» RECORDS SUPPLIED
- - - -
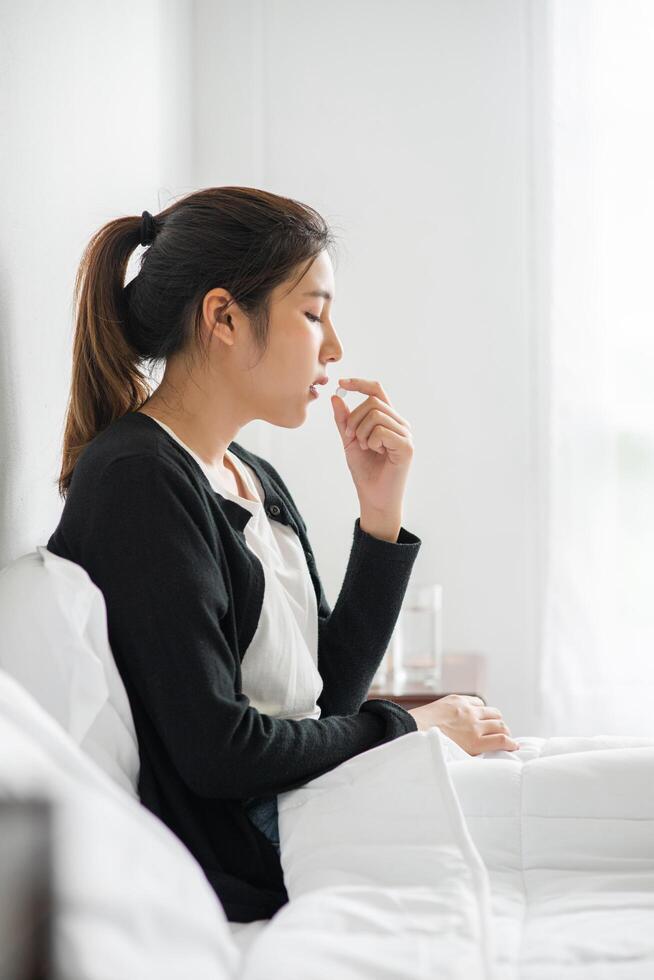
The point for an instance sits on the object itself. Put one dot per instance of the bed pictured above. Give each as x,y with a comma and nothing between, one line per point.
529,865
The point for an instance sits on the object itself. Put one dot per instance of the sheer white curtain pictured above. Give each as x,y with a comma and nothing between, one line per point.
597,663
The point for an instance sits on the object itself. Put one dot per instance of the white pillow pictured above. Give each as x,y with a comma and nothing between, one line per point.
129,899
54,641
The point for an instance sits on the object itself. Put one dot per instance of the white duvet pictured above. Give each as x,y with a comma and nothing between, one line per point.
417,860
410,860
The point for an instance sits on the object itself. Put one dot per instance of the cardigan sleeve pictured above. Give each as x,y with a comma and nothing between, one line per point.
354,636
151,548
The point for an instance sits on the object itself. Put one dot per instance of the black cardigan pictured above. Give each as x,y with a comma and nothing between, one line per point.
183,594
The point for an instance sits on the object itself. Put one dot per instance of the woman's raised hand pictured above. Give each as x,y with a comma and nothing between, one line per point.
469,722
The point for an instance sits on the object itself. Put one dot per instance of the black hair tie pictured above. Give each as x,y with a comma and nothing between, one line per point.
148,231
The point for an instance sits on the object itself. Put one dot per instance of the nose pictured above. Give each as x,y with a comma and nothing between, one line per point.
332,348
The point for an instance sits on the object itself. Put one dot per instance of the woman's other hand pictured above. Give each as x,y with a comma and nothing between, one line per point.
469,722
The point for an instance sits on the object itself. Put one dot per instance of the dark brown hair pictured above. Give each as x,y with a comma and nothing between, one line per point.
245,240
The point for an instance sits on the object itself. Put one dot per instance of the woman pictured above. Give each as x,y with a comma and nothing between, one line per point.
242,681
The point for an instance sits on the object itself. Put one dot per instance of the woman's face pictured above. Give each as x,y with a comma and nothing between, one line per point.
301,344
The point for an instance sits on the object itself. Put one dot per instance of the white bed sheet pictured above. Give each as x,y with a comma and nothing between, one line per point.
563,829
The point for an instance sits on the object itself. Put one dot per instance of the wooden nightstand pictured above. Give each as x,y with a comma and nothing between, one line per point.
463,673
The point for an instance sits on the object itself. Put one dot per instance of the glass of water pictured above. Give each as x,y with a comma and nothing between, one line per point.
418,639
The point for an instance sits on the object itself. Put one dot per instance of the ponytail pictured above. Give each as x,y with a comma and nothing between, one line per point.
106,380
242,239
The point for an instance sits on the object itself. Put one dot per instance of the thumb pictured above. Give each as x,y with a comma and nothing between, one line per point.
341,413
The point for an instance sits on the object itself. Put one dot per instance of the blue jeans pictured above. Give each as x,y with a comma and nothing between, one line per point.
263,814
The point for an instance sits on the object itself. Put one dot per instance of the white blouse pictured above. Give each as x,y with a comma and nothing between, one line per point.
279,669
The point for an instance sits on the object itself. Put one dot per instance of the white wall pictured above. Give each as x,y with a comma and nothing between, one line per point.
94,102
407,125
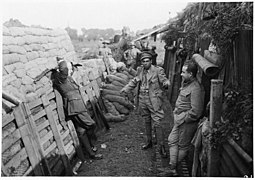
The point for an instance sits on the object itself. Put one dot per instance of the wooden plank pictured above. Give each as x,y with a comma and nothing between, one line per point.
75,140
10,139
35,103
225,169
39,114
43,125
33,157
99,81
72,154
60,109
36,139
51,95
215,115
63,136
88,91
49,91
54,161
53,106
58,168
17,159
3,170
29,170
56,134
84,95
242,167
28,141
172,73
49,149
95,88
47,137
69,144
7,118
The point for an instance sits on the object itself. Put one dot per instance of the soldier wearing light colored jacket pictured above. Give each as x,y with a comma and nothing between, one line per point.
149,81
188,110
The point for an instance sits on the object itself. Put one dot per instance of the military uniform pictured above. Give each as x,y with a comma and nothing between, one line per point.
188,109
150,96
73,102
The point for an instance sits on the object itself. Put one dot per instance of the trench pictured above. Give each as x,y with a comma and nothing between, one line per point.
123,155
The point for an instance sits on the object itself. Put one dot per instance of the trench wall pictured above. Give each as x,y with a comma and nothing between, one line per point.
- - - -
» TASK
Put every line of the records above into a JSON list of strings, one string per line, leaving out blank lines and the pictures.

» EXERCISE SOLUTION
[
  "The point for an instance sits on the object itself. Put one dot per instance of the bed pictured above. Give each as x,y with a comma and nothing between, one line per point.",
  "529,865",
  "The point for an instance sits on the object itself. Put one dot per instance of the sheer white curtain pictured above. Give each as x,y with a comma and nothing between, one line per point.",
  "597,663",
  "The point for an instance sits on the object itself. Put one dot per instance of the white pillow pictured above. Give each as x,y with a comma and nothing between, one line per point.",
  "129,899",
  "54,641",
  "The point for an instance sits on the object itself. Put one dot per instance of the white duvet pictured above. Give each as x,y with a comma and nothing between, one line per point.",
  "417,860",
  "410,860",
  "The point for an instance sits on the object itself. Put one dot per instance of the cardigan sleeve pictured above. Give each as x,y with a comma and nothing between, one line per point.",
  "354,636",
  "151,548",
  "The point for an instance sits on the object itself. Put one dot per instance of the black cardigan pictured above. Give each as x,y with a comma and nothing between, one line per point.",
  "183,594",
  "The point for an instance sits on the object itself. Put one dot per instance of the woman's raised hand pictured above. Give each as x,y with a comma and nothing between, one line per point.",
  "469,722",
  "The point for an instance sits on the object itself. Put one dot per instance of the black hair tie pictured above. Give each as x,y with a comma and nothing between, one line per point.",
  "148,231",
  "The point for an instance sits on the object itself. Put one dot per instance of the nose pictured above. Give each as x,y with a comma and nothing between, one line per point.",
  "332,348",
  "The point for an instance sits on the object itself. Put one dot per instance of the woman's other hand pictured above. Give each as x,y with a comma and nothing between, one line per point.",
  "469,722",
  "The point for an instance sits on the object itself. Put one dot per instance of the dark brown hair pictured above. Give each as x,y with a comma and nothing between, one line per point.",
  "245,240",
  "The point for an instance sits on the object itself. Put one dot per instance of the woman pictured above. Give each as x,y with a comma and nothing between, one line per point.",
  "242,681",
  "The point for an instance sits on the object itself. Put one dot per instance of the woman's face pictured above. Give each as x,y with a comma and nothing between, one line per point.",
  "301,344",
  "The point for an instance sits on the object itself. Put one dot per instance of the white bed sheet pictured above. Give each as x,y with a comma and nothing between, one line per point.",
  "563,829",
  "The point for an instance sits on the object itself. Put one dot per instance of the wooden nightstand pictured above. Give each as x,y with a comma and nothing between, one line per point.",
  "463,673",
  "The point for an instance sits on the object itself. Put one dot per instance of the glass of water pictured above. Give each as x,y with a comma and nothing between, one line per point.",
  "418,639",
  "The point for an instance sits on the object itself. Put one dot per instance of the ponytail pictured above. Give each as x,y with a comma and nothing between, one line per point.",
  "106,380",
  "242,239",
  "The point for an instance sits on the object itself. Put one dot per instance of the thumb pictured above. Give each as x,y with a comma and nothing between, one line per point.",
  "341,413",
  "The point for an instance sits on the object itself. Put one dot per instance of the blue jeans pictured above. Give each as x,y with a comma and nothing between, one line per point.",
  "263,814",
  "The point for an instance sits on the object itself. Put one dot per instance of the white blouse pictured above. Give each as x,y with a comma and nothing between, one line per point.",
  "279,669",
  "The point for an instance sits on the object itself. Put one dot per instance of the white wall pictured above. Give each as x,y with a comma and nothing between, one line per point.",
  "94,102",
  "407,125",
  "The point for an instance sits on the object itself. Put one dot per instance of the wooden plank pictured above. Give each as x,y with a comma and nothing between, one line per point.",
  "75,140",
  "10,139",
  "35,103",
  "225,169",
  "39,114",
  "43,125",
  "33,157",
  "99,81",
  "72,154",
  "60,109",
  "36,139",
  "51,95",
  "215,115",
  "63,136",
  "88,91",
  "49,91",
  "54,161",
  "53,106",
  "58,168",
  "17,159",
  "3,170",
  "29,170",
  "56,134",
  "84,95",
  "242,167",
  "28,141",
  "172,73",
  "49,149",
  "95,88",
  "47,137",
  "69,144",
  "7,118",
  "The point for an instance sits on the object itself. Put one dot per instance of the soldier wearing light colored jacket pictured above. Give each as x,y with a comma and nothing between, one line per point.",
  "149,81",
  "188,110",
  "The point for an instance sits on the object itself. Put one dot per instance of the military uniform pictured above. Give each as x,y with a comma and nothing between, one line per point.",
  "188,109",
  "150,96",
  "73,102",
  "The point for an instance sits on the object itself. Put one dot per instance of the trench pictured above. Give each as x,y with a comma and nothing between, one line per point.",
  "123,155",
  "The point for an instance sits on the object itself. Put one dot per instance of the trench wall pictured above. Give each as x,y with a comma and nothing between, one line per point."
]